[Supplied records]:
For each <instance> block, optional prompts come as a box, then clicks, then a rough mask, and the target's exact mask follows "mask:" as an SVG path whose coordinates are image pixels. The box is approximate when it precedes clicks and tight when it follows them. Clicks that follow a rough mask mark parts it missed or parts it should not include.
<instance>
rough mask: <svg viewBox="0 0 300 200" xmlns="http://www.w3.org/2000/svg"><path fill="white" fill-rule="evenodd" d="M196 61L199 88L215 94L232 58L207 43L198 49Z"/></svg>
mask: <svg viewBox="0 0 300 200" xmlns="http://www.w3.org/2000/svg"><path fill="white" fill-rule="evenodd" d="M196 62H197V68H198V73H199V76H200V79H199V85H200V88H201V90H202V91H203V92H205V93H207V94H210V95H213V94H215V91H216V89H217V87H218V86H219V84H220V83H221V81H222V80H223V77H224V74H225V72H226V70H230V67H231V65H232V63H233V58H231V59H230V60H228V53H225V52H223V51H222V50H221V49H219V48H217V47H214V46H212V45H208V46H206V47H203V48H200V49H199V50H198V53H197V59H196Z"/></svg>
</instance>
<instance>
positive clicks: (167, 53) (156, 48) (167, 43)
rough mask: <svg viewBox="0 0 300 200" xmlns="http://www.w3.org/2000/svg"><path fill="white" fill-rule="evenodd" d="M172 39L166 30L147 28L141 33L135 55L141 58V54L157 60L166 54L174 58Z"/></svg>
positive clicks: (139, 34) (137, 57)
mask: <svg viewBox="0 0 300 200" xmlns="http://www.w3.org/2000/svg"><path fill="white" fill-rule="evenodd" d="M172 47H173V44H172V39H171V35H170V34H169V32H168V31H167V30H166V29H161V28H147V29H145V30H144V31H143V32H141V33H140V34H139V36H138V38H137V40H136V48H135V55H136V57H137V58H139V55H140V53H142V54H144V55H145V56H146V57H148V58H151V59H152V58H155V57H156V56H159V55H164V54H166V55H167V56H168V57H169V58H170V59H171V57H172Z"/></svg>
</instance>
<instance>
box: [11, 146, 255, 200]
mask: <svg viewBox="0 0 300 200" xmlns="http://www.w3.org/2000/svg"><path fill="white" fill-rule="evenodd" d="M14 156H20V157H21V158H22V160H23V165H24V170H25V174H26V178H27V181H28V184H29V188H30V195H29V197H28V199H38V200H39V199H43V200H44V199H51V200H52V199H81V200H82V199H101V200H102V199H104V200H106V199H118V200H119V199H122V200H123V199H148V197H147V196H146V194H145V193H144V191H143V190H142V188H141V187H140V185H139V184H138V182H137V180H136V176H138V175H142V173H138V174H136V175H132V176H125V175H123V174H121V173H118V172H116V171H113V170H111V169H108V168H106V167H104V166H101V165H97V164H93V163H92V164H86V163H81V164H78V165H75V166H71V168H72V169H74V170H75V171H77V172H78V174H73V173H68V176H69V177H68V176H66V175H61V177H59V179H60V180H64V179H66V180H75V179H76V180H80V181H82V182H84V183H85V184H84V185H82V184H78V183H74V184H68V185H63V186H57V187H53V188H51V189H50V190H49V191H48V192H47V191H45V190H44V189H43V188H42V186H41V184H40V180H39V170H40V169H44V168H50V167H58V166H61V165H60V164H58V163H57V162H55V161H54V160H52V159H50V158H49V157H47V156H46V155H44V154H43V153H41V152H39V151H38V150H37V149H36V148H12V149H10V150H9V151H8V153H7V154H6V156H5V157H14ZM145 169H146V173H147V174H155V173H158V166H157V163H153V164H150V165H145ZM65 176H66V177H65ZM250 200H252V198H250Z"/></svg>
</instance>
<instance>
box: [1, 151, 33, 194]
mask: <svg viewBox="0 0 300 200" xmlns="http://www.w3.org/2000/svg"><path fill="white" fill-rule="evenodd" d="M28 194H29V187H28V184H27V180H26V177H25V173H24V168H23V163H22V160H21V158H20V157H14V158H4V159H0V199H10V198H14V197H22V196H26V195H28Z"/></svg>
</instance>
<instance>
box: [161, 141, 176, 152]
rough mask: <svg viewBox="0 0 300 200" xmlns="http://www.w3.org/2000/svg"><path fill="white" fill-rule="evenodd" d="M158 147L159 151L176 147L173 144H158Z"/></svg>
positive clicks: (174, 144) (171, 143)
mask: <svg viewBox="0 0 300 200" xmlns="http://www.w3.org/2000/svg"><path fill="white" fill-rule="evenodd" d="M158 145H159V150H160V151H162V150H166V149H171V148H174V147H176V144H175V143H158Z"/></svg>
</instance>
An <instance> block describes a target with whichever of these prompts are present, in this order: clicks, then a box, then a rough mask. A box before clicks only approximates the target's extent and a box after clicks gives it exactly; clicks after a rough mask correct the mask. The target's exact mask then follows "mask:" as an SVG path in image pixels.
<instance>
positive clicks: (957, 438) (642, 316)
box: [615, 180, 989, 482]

---

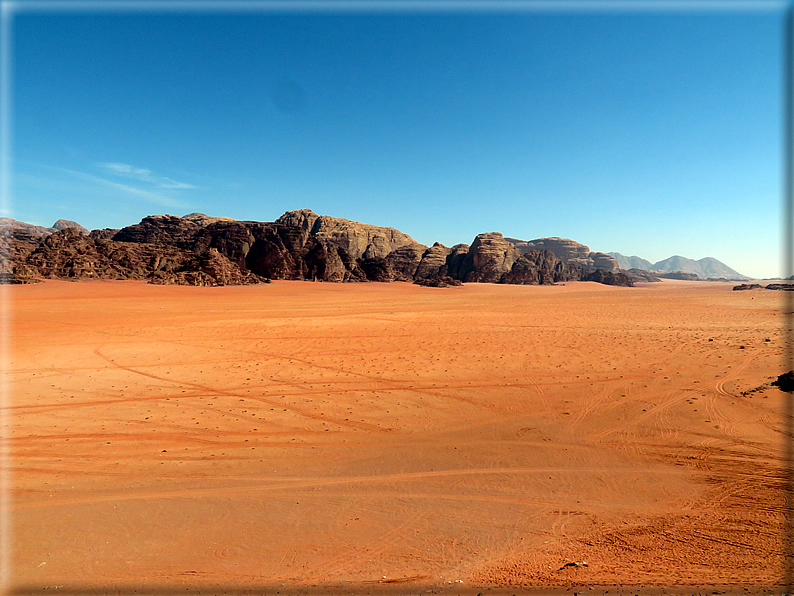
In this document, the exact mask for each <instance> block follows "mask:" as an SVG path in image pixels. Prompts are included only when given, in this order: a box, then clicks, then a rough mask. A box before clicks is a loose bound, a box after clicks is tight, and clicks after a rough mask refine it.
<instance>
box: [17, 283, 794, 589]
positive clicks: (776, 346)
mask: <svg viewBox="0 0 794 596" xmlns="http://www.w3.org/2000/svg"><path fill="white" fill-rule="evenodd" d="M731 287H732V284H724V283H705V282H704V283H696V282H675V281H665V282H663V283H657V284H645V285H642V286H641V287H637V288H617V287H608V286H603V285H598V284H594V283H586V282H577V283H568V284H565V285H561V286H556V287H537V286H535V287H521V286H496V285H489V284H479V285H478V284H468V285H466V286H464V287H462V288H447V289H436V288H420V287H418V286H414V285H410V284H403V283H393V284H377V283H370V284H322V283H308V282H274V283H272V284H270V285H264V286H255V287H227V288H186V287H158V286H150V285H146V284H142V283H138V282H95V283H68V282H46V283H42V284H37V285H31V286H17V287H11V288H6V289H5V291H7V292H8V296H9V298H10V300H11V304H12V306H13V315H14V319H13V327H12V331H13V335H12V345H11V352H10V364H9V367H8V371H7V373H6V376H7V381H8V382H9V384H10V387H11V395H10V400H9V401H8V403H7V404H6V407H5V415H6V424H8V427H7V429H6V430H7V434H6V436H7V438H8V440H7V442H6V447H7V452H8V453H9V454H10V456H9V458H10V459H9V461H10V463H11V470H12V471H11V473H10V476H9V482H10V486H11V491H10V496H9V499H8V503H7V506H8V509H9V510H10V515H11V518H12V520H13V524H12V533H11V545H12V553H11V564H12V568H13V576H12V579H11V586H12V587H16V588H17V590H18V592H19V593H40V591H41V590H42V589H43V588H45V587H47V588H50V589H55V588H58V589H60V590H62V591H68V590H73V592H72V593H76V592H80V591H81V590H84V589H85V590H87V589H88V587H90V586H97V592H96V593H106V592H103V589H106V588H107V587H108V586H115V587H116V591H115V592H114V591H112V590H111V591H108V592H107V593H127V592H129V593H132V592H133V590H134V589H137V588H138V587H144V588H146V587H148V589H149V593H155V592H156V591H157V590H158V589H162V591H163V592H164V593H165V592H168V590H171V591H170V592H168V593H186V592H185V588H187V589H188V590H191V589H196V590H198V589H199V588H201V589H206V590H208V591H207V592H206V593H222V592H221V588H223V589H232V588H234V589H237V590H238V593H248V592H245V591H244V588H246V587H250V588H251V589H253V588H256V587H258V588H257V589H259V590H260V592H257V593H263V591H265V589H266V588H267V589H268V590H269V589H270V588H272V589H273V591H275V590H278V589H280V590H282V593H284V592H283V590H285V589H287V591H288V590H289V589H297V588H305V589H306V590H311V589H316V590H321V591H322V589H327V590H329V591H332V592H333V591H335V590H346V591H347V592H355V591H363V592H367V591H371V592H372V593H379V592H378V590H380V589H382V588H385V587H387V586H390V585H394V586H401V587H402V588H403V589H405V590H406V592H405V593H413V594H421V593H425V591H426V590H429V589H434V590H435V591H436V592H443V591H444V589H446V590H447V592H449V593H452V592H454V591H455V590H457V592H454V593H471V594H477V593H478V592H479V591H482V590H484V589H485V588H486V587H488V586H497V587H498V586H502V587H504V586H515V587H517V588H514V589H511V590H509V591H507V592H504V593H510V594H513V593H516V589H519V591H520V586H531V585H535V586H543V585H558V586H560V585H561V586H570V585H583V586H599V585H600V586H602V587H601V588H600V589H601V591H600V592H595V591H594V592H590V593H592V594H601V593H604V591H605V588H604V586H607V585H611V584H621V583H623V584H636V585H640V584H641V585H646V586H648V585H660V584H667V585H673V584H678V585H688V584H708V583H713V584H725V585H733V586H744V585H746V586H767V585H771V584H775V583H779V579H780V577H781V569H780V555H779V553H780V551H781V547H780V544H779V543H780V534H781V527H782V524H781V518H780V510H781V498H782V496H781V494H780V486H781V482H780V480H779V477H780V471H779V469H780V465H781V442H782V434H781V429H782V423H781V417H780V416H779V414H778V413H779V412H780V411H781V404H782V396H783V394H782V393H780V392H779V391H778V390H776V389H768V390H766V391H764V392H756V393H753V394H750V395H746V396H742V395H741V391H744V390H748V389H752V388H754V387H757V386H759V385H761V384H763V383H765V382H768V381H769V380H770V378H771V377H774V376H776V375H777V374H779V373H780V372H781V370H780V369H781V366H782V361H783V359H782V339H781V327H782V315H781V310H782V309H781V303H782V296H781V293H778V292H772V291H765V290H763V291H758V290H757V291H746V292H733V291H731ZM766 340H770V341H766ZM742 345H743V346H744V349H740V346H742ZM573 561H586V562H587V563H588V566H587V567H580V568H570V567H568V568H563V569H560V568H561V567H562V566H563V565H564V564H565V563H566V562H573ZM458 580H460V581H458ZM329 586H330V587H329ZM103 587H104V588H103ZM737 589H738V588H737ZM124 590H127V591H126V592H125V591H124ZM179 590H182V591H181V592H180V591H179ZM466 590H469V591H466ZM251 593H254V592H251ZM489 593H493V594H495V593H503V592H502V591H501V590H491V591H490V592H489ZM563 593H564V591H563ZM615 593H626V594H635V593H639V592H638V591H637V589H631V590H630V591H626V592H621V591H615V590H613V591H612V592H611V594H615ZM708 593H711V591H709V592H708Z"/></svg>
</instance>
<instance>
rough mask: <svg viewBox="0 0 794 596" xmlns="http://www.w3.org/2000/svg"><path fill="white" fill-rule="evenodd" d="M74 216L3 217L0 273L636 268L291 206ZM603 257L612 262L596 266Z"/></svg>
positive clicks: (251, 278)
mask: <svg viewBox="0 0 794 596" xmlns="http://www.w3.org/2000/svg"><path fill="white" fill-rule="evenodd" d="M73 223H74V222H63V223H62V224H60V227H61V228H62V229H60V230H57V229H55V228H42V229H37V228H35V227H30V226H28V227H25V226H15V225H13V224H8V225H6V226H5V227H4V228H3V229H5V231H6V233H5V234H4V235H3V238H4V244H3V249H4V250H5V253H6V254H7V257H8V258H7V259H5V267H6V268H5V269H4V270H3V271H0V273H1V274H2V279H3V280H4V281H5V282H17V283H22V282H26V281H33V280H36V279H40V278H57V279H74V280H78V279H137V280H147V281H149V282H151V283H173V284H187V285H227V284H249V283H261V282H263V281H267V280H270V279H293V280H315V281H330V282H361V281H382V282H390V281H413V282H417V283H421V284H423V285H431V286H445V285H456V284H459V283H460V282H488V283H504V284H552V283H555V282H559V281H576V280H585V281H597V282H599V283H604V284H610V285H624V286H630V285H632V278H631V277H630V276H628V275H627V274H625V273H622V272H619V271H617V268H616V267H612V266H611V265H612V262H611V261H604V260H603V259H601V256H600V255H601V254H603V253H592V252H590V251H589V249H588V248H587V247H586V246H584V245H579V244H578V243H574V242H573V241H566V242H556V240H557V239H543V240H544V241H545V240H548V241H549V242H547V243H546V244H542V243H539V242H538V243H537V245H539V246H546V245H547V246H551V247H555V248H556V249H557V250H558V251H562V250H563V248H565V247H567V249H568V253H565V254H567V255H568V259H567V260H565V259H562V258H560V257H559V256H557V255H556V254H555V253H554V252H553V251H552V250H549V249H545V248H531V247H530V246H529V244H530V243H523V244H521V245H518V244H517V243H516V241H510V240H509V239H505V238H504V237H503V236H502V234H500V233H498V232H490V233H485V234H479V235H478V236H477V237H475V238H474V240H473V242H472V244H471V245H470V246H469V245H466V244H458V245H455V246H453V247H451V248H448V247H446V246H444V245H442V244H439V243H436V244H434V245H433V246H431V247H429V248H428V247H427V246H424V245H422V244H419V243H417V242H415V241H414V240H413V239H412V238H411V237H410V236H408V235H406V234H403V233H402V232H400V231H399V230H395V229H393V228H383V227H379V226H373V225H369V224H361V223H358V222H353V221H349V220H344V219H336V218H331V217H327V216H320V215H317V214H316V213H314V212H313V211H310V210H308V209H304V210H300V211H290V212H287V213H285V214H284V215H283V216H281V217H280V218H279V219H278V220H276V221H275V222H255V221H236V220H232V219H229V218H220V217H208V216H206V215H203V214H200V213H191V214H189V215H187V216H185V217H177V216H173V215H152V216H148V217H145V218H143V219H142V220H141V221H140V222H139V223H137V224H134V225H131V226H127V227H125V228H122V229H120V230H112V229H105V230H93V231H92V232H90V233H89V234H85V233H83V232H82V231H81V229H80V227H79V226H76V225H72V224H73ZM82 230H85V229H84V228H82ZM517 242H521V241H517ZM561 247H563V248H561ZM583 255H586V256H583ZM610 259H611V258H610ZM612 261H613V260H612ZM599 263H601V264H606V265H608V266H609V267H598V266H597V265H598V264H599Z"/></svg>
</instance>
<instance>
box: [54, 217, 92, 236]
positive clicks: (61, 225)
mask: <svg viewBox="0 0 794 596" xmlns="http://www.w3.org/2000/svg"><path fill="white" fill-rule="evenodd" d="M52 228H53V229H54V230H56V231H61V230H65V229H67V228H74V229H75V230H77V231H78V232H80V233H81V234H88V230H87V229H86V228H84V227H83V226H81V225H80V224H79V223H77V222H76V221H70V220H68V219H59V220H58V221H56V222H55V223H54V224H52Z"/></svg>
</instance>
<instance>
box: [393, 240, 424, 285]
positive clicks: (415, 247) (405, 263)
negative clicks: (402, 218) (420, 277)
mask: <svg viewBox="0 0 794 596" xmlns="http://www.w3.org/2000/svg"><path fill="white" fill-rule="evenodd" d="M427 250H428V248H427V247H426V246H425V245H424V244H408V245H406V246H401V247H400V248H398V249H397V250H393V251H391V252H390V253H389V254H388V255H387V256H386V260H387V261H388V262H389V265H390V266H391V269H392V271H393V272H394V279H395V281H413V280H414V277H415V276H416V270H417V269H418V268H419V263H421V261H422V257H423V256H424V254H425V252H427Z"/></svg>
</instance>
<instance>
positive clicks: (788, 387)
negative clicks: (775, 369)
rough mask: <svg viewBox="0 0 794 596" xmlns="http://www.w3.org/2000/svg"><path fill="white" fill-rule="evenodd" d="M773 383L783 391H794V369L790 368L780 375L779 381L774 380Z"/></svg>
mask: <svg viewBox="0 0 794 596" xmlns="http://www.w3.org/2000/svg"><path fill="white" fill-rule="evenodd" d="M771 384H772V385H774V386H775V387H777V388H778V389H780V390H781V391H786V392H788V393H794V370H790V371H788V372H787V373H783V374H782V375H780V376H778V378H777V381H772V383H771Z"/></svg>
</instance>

[Task objective]: Lines wanted from the listing above: the line with "For each <instance> block, optional" up to and including the line with "39L166 30L147 28L141". Please write them out exactly, adding nothing else.

[Written answer]:
For each <instance> block, optional prompts come as a box, then clicks, then a rough mask, and the target's exact mask follows "mask:" as an SVG path whose coordinates are image pixels. The box is approximate when it precedes clicks and tight when it follows them. Clicks that follow a rough mask mark parts it missed or parts it should not include.
<instance>
rough mask: <svg viewBox="0 0 300 200" xmlns="http://www.w3.org/2000/svg"><path fill="white" fill-rule="evenodd" d="M196 61L199 88L215 94L232 58L207 43L198 49Z"/></svg>
mask: <svg viewBox="0 0 300 200" xmlns="http://www.w3.org/2000/svg"><path fill="white" fill-rule="evenodd" d="M196 62H197V68H198V73H199V76H200V79H199V85H200V88H201V90H202V91H203V92H205V93H207V94H210V95H213V94H215V91H216V89H217V87H218V86H219V84H220V83H221V81H222V80H223V77H224V74H225V72H226V70H230V67H231V65H232V63H233V58H231V59H230V60H228V53H225V52H223V51H222V50H221V49H219V48H217V47H214V46H212V45H208V46H206V47H203V48H200V49H199V50H198V53H197V59H196Z"/></svg>
</instance>
<instance>
positive clicks: (167, 53) (156, 48) (167, 43)
rough mask: <svg viewBox="0 0 300 200" xmlns="http://www.w3.org/2000/svg"><path fill="white" fill-rule="evenodd" d="M172 39L166 30L147 28L141 33L135 55L141 58V54L157 60L166 54L174 58Z"/></svg>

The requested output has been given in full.